*Exercise description*. Please reproduce each of the following entries word for word, keeping every character unchanged.

★ ★ ★

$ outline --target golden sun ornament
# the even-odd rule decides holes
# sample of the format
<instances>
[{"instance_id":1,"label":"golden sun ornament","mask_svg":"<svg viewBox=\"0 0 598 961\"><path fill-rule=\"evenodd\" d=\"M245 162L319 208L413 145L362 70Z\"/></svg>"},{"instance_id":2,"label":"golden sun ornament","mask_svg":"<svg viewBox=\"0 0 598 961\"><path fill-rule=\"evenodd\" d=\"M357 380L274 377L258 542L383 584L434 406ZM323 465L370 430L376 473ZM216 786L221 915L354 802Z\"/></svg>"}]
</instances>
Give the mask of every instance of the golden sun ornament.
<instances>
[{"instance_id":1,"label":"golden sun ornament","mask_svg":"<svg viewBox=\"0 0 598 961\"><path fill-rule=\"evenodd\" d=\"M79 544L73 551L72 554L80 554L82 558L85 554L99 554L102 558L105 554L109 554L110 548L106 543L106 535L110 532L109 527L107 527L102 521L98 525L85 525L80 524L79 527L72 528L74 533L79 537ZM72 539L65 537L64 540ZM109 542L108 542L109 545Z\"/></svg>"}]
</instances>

★ ★ ★

*Output*.
$ outline --target golden sun ornament
# the even-odd rule decides holes
# sample of the format
<instances>
[{"instance_id":1,"label":"golden sun ornament","mask_svg":"<svg viewBox=\"0 0 598 961\"><path fill-rule=\"evenodd\" d=\"M245 162L319 208L413 145L362 70Z\"/></svg>"},{"instance_id":2,"label":"golden sun ornament","mask_svg":"<svg viewBox=\"0 0 598 961\"><path fill-rule=\"evenodd\" d=\"M357 380L274 377L258 542L383 584L434 406ZM323 465L370 430L376 473ZM216 786L221 915L354 802Z\"/></svg>"}]
</instances>
Give the mask of every instance of the golden sun ornament.
<instances>
[{"instance_id":1,"label":"golden sun ornament","mask_svg":"<svg viewBox=\"0 0 598 961\"><path fill-rule=\"evenodd\" d=\"M79 544L73 551L72 554L80 554L82 558L85 554L99 554L102 558L105 554L109 554L110 548L106 543L106 535L110 532L109 527L107 527L102 521L98 525L85 525L80 524L79 527L72 528L74 533L79 537ZM72 539L65 537L64 540ZM109 542L108 542L109 545Z\"/></svg>"}]
</instances>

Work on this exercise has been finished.